(Dataset entries Opens)

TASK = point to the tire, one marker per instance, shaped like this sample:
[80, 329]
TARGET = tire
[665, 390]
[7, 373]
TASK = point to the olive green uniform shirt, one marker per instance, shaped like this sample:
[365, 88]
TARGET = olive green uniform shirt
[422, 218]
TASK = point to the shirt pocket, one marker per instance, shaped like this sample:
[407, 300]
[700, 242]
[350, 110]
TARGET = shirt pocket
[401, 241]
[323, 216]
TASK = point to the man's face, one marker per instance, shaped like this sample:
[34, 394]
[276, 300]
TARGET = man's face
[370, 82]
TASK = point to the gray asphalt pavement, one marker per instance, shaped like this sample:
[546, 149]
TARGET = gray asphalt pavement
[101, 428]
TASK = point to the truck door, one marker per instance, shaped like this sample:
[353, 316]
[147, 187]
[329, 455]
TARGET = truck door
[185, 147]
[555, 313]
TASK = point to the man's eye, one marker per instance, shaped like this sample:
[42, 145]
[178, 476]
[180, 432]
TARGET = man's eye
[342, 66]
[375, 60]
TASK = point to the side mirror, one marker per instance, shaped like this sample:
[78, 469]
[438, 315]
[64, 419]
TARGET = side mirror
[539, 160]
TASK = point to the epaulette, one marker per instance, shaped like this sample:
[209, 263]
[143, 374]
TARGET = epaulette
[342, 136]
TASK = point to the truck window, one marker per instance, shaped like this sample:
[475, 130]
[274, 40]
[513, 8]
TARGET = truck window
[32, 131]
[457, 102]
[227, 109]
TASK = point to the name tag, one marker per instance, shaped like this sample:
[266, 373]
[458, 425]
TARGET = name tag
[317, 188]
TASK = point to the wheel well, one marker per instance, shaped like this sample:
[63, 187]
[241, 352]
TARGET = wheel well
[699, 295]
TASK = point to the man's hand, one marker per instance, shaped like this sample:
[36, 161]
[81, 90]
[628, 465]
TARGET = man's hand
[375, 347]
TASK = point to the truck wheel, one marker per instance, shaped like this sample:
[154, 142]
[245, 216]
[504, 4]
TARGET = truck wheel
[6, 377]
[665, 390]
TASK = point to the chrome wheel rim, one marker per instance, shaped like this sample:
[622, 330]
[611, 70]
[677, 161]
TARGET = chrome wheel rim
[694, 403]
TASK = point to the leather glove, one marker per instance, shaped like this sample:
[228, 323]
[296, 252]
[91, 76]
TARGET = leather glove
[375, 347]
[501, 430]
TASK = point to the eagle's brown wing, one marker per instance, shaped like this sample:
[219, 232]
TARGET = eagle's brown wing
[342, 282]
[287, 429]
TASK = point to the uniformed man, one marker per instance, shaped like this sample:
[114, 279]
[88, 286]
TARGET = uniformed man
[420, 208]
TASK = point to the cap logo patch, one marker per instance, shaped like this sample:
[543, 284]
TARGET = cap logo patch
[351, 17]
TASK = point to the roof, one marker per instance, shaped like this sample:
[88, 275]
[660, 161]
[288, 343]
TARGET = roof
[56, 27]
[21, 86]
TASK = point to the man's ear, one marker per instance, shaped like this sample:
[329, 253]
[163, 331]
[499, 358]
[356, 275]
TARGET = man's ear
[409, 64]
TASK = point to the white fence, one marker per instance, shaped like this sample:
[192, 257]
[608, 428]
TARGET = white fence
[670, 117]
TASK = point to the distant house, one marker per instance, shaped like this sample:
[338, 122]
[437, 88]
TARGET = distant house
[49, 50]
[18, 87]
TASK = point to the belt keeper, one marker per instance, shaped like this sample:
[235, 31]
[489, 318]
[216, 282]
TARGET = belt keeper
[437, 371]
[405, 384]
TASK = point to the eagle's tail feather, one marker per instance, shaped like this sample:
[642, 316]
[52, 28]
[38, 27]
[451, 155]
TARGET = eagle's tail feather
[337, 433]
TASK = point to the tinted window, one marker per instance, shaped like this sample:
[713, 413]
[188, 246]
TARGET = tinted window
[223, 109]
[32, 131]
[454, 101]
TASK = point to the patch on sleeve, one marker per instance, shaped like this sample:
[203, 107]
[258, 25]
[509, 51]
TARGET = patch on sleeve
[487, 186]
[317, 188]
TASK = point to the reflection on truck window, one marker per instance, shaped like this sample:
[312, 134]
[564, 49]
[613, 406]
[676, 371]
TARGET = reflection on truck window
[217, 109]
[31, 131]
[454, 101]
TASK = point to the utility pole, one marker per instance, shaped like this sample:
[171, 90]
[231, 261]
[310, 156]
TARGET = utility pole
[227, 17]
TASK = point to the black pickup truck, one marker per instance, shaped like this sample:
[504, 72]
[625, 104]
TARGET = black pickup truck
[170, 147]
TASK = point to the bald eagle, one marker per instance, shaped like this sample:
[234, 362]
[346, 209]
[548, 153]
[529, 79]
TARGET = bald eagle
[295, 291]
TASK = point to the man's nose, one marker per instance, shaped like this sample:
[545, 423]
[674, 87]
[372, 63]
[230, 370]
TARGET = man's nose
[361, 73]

(Dataset entries Closes)

What you will do:
Once you have read the listing above, set it down again without alteration.

Task solution:
TASK = point to the tire, one marker per instance, shaped like this sample:
[80, 329]
TARGET = tire
[665, 390]
[7, 373]
TASK = point to the olive green uniform shirt, one marker per instance, shaped like this sample:
[365, 88]
TARGET = olive green uniform shirt
[422, 218]
TASK = point to the shirt pocket, one marker per instance, shaped like this sample:
[407, 300]
[700, 242]
[350, 110]
TARGET = shirt pocket
[401, 241]
[323, 216]
TASK = point to the man's face, one marker per instance, shaped like this sample:
[34, 394]
[276, 300]
TARGET = man's face
[370, 82]
TASK = point to the gray asphalt pavement, one marker per instance, shaped like this sample:
[546, 149]
TARGET = gray asphalt pavement
[101, 428]
TASK = point to the truck door, one marker per instance, shaped like this sample:
[353, 316]
[147, 187]
[329, 455]
TARGET = truck door
[185, 147]
[555, 313]
TASK = point to the man's eye, one marker per instance, shaped like this sample:
[42, 145]
[178, 476]
[180, 432]
TARGET = man's eye
[342, 66]
[375, 60]
TASK = point to the side mirror, one marker per instance, shaped like this sample:
[78, 469]
[438, 315]
[64, 419]
TARGET = side mirror
[539, 160]
TASK = point to the epaulette, one marker per instance, shaped like this sample:
[209, 263]
[143, 374]
TARGET = epaulette
[342, 136]
TASK = point to the truck window, one marker per instance, shaped like this sample:
[475, 130]
[274, 40]
[513, 8]
TARGET = truck window
[32, 131]
[457, 102]
[227, 109]
TASK = point to the name tag, one marker per instance, shaped like this sample:
[266, 373]
[458, 425]
TARGET = name tag
[317, 188]
TASK = point to the wheel well, one marker per instance, shaped like this sample:
[63, 187]
[241, 352]
TARGET = wheel well
[699, 295]
TASK = point to the man's hand, one marker per instance, shaped like this sample:
[36, 161]
[81, 90]
[628, 465]
TARGET = man's hand
[375, 347]
TASK = point to the truck wheel, one marker per instance, shaped like this sample:
[154, 142]
[245, 216]
[504, 4]
TARGET = truck wheel
[6, 377]
[665, 390]
TASK = point to the chrome wheel rim, one marker per instance, shaped like this sample:
[622, 330]
[611, 70]
[677, 161]
TARGET = chrome wheel rim
[694, 403]
TASK = point to the leather glove, one marker per instance, shaped like this sample:
[228, 323]
[296, 252]
[91, 76]
TARGET = leather glove
[375, 347]
[501, 430]
TASK = point to the eagle's brown wing, one marker per instance, shaped like this sample:
[219, 232]
TARGET = eagle's brown wing
[342, 282]
[287, 429]
TASK = point to the uniformed man, one marker per instance, shaped like this sample:
[114, 279]
[88, 286]
TARGET = uniformed man
[420, 208]
TASK = point to the cap logo patch, one marker per instance, shaped like this sample:
[543, 284]
TARGET = cap logo patch
[351, 17]
TASK = point to the roof, one marker per instance, shaped like this sample:
[88, 275]
[660, 161]
[288, 343]
TARGET = roof
[56, 27]
[21, 86]
TASK = point to the man's ear, one marker per instance, shaped like this sample:
[329, 253]
[163, 331]
[499, 358]
[356, 275]
TARGET = man's ear
[409, 64]
TASK = point to the white fence, one marker per instance, shaped like this sample:
[192, 257]
[608, 428]
TARGET = white fence
[670, 117]
TASK = point to the distant house, one marker per instance, shaped like this sample:
[338, 122]
[437, 88]
TARGET = distant house
[49, 50]
[18, 87]
TASK = point to the belt keeper, one marker per instance, shaped like this sample:
[235, 31]
[489, 318]
[216, 282]
TARGET = belt keeper
[437, 371]
[405, 384]
TASK = point to the eagle's tail feather, one marker per instance, shaped like this sample:
[642, 316]
[52, 28]
[38, 27]
[451, 155]
TARGET = eagle's tail feather
[337, 433]
TASK = point to the tinted window, one marker per instance, shaped like this sample:
[713, 413]
[188, 246]
TARGET = tinted window
[223, 109]
[32, 131]
[454, 101]
TASK = point to the patch on sleeve, one marker per instance, shaped like this sample:
[203, 107]
[258, 25]
[509, 51]
TARGET = patch on sleeve
[487, 186]
[317, 188]
TASK = point to the reflection on truck window, one marker per instance, shaped like this sample:
[312, 134]
[564, 49]
[613, 406]
[676, 371]
TARGET = reflection on truck window
[217, 109]
[31, 131]
[454, 101]
TASK = point to the utility pole, one marker per instance, shaped like this sample:
[171, 90]
[231, 261]
[310, 156]
TARGET = utility pole
[227, 17]
TASK = point to the black pickup truck, one marker per instance, shaped like this sample:
[504, 72]
[625, 104]
TARGET = black pickup truck
[170, 147]
TASK = point to the bald eagle, one marker per instance, shaped like this sample:
[234, 362]
[346, 209]
[548, 153]
[529, 79]
TARGET = bald eagle
[295, 291]
TASK = point to the man's nose, one marker per instance, shaped like this sample:
[545, 423]
[674, 87]
[372, 63]
[230, 370]
TARGET = man's nose
[361, 73]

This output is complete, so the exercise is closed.